**Actions to take**
[A] In the article on Jamall Lee, what did his father, Orville Lee, achieve in the 1988 CFL season?
[B] Condense the paragraph of the article on Jamall Lee that begins "Lee was born in New Westminster" into a short bulleted list that keeps its main facts.

**Document section**
Personal information
- Born: March 13, 1987 (age 38) New Westminster, British Columbia, Canada
- Height: 6 ft 1 in (1.85 m)
- Weight: 221 lb (100 kg)

Career information
- University: Bishop's
- CFL draft: 2009: 1st round, 3rd overall pick

Career history
- Carolina Panthers (2009)*; BC Lions (2009–2012);
- * Offseason and/or practice squad member only

Awards and highlights
- QUFL Most Outstanding Player (2007); CIS first team all-star (2008); QUFL's career rushing record (4,296 yards);
- Stats at CFL.ca (archive)

= Jamall Lee =

Canadian gridiron football player (born 1987)

Jamall Lee (born March 13, 1987) is a Canadian former professional football running back who played three seasons for the BC Lions of the Canadian Football League (CFL). He was signed by the Carolina Panthers of the National Football League (NFL) as an undrafted free agent in 2009 and released at the end of the pre-season, making him an NFL free agent. He was selected by the BC Lions third overall in the 2009 CFL draft. He played CIS football for the Bishop's Gaiters.

==Early life==
Lee was born in New Westminster, British Columbia. His father, Orville Lee, was the last Canadian to lead the CFL in rushing, in the 1988 CFL season. Jamall played Canadian football at Terry Fox Secondary School and though he was not recruited by any American college football or Canadian university teams, his father's connections with Bishop's University in Lennoxville, Quebec, gave him an opportunity to play for the Gaiters.

**Record excerpts**

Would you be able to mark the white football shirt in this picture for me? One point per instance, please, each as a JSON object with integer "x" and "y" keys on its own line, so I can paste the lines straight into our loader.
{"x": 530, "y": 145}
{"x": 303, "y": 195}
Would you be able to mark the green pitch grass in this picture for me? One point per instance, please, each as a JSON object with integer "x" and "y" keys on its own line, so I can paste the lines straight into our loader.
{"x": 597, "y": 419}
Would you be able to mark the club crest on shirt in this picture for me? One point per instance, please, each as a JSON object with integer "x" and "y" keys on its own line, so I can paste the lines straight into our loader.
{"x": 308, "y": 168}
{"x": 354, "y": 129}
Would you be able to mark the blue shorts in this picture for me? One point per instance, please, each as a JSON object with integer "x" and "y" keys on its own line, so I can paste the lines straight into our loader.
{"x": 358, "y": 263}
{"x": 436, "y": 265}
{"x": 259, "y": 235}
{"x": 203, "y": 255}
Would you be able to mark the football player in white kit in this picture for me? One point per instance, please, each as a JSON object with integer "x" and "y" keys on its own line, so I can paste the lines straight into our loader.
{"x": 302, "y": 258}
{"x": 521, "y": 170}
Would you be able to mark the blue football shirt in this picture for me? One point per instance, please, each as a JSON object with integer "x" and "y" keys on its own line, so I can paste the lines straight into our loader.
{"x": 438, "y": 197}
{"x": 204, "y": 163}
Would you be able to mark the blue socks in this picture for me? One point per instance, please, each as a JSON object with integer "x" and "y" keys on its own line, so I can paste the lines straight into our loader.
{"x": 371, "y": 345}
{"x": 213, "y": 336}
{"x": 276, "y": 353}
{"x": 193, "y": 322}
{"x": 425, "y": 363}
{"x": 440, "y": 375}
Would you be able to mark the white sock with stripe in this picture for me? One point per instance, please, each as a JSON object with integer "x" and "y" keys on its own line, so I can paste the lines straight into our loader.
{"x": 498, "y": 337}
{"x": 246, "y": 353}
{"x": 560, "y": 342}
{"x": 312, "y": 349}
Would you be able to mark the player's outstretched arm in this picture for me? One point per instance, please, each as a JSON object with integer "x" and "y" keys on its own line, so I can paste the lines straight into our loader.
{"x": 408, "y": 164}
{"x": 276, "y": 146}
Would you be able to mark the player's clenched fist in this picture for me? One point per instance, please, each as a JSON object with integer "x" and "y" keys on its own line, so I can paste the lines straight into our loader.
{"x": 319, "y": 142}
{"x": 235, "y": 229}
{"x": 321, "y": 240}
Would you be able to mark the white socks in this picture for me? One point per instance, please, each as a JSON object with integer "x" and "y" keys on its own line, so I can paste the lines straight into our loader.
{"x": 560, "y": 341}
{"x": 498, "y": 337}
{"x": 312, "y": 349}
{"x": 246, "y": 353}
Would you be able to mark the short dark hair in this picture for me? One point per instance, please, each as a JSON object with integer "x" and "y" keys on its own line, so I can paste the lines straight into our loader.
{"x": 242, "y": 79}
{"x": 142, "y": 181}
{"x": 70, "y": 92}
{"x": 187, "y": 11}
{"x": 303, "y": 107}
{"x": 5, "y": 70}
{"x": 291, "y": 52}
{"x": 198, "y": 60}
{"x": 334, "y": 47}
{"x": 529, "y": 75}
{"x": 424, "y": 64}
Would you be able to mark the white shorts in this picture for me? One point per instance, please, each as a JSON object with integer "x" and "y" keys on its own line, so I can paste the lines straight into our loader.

**Outputs for the tasks**
[A] He was the last Canadian to lead the CFL in rushing.

[B]
- Born in New Westminster, British Columbia
- Father Orville Lee was the last Canadian to lead the CFL in rushing (1988 season)
- Played Canadian football at Terry Fox Secondary School
- Not recruited by any American college or Canadian university team
- His father's connections with Bishop's University in Lennoxville, Quebec, gave him the chance to play for the Gaiters